[Exercise requirements] Revise the records below by replacing every "one dot per instance" with "one point per instance" and leaving everything else unchanged.

[Provided data]
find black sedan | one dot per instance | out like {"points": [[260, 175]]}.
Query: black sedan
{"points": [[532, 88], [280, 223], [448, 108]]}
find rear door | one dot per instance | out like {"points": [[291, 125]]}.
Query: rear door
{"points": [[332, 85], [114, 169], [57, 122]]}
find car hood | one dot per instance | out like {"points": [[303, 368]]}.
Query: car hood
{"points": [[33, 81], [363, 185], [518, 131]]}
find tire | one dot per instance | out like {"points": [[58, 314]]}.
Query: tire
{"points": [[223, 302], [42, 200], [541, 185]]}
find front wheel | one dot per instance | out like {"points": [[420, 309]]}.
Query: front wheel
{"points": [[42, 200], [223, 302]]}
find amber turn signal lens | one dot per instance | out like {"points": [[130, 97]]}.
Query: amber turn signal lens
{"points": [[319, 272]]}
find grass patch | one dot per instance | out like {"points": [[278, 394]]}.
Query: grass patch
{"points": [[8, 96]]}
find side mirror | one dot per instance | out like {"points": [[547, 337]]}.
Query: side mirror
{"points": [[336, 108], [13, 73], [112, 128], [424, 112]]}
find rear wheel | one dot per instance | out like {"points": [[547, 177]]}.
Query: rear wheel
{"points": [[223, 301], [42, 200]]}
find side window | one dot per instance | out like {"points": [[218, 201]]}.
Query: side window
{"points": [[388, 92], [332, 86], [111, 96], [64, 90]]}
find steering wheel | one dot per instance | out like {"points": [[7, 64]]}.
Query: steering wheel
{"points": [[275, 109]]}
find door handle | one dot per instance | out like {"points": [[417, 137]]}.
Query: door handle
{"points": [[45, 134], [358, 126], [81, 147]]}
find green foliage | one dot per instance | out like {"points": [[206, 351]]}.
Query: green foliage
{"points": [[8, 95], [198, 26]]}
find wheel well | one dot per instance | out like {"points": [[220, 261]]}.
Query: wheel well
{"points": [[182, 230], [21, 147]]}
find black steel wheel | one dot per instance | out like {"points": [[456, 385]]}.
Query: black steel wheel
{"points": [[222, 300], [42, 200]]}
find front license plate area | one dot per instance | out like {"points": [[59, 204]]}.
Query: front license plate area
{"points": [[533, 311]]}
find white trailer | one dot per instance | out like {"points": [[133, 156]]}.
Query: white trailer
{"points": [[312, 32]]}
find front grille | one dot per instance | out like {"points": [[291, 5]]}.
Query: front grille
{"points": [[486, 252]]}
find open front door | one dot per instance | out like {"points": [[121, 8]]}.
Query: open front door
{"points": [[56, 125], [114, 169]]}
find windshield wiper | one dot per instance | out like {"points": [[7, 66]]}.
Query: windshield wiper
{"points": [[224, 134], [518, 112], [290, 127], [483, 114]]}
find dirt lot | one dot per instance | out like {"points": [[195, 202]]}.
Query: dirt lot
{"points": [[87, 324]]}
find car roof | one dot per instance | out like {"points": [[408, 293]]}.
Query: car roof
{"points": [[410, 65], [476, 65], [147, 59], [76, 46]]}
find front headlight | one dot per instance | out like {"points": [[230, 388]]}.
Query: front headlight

[Expected output]
find black sedan | one point per instance | out like {"points": [[260, 175]]}.
Query: black sedan
{"points": [[532, 88], [280, 223], [448, 108]]}
find rear door | one point per instance | out like {"points": [[291, 125]]}.
Query: rear door
{"points": [[332, 85], [114, 169], [57, 122]]}
find car hood | one point per instance | out like {"points": [[303, 368]]}.
Query: car hood
{"points": [[33, 81], [363, 185], [518, 131]]}
find tire | one point per instance | out like {"points": [[58, 314]]}.
Query: tire
{"points": [[223, 302], [42, 200], [541, 185]]}
find front wheel | one point per instance | out like {"points": [[420, 309]]}.
Query: front wheel
{"points": [[42, 200], [223, 302]]}
find amber turn signal lens | one point per instance | out like {"points": [[130, 97]]}.
Query: amber turn signal lens
{"points": [[319, 272]]}
find grass patch | one point per instance | out like {"points": [[278, 394]]}.
Query: grass patch
{"points": [[8, 96]]}
find side mirror | one point per instance | out like {"points": [[547, 337]]}.
Query: side mirror
{"points": [[336, 108], [13, 73], [112, 128], [424, 112]]}
find rear wheel | one point per instance | out like {"points": [[547, 177]]}.
Query: rear wheel
{"points": [[223, 301], [42, 200]]}
find side window | one point per instance | out like {"points": [[218, 201]]}.
Query: side window
{"points": [[388, 92], [332, 86], [111, 96], [64, 90]]}
find steering wheel | one point per instance | out like {"points": [[7, 64]]}.
Query: steering wheel
{"points": [[275, 109]]}
find door handle | one point per instance | out like {"points": [[417, 137]]}.
Query: door handle
{"points": [[45, 134], [358, 126], [81, 147]]}
find green foliage | one point per instance | out like {"points": [[206, 351]]}.
Query: green foliage
{"points": [[8, 95], [198, 26]]}
find wheel well | one point per instance | out like {"points": [[220, 261]]}.
Query: wheel well
{"points": [[182, 230], [21, 147]]}
find black steel wheel | one point per instance | out like {"points": [[456, 385]]}.
Query: black steel wheel
{"points": [[222, 300], [42, 200]]}
find front license plate area | one point per instance | out like {"points": [[59, 204]]}.
Query: front license plate area
{"points": [[533, 311]]}
find white trailer | one point per instance | out like {"points": [[133, 156]]}.
Query: white trailer
{"points": [[312, 32]]}
find front grille | one point per instance | out like {"points": [[291, 5]]}.
Query: front grille
{"points": [[486, 252]]}
find open front door | one point per instance | out like {"points": [[121, 8]]}.
Query: open front door
{"points": [[56, 125], [114, 169]]}
find windshield wiper | one point per instance | out like {"points": [[7, 66]]}.
Query: windshield wiper
{"points": [[224, 134], [518, 112], [290, 127], [483, 114]]}
find dirt lot | one point per instance | out like {"points": [[195, 202]]}.
Query: dirt lot
{"points": [[87, 324]]}
find car roof | one point per instance | out like {"points": [[408, 293]]}.
Query: car roof
{"points": [[410, 65], [476, 65], [147, 59], [76, 46]]}
find front headlight | one point per instance | out like {"points": [[230, 388]]}.
Query: front headlight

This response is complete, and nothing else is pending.